** start Exercise materials **
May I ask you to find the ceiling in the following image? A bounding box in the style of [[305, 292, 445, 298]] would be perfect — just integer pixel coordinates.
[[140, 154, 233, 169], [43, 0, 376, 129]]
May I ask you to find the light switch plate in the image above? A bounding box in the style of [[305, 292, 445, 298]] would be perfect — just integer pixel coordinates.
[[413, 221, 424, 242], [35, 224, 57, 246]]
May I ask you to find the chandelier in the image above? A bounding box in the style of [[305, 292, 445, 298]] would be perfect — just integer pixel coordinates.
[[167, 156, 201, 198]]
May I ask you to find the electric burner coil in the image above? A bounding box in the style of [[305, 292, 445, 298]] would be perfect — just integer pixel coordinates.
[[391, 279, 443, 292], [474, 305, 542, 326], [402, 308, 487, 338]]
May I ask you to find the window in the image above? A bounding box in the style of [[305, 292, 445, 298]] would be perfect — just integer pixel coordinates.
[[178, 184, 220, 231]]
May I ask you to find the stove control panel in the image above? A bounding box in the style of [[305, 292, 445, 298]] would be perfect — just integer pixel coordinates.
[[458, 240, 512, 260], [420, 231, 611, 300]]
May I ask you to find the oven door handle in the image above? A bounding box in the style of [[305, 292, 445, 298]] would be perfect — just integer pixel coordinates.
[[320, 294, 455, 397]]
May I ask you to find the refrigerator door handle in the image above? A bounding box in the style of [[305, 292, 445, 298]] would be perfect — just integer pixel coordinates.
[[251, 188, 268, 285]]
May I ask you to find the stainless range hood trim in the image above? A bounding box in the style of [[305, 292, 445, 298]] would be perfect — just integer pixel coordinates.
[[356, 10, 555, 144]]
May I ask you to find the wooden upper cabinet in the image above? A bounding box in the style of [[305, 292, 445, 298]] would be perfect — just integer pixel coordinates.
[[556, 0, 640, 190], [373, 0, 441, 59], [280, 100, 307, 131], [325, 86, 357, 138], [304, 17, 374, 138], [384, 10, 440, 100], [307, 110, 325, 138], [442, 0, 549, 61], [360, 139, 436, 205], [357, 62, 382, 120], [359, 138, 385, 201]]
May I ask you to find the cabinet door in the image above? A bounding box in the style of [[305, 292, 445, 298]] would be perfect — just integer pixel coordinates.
** end Exercise materials **
Resize the lines starting with the line containing "May I ask you to find the refrigerator" and going on through the line containing "[[356, 10, 555, 144]]". Reproduce only those lines, requests included, with every bounding-box coordinate in the answers multiplied by 2.6 and rounded to the nearest whole number, halves rounded up, and with the requests and their sample box left unchanged.

▶ [Expected answer]
May I ask you to find the refrigerator door handle in the image above? A bounding box in the style of [[305, 292, 445, 298]] would be perfect — just integer pixel coordinates.
[[653, 489, 697, 741]]
May I ask you to find the stainless range hood trim in the image above? A bounding box in the style of [[305, 292, 445, 298]] would be perfect — just integer pixel coordinates.
[[926, 26, 1443, 374]]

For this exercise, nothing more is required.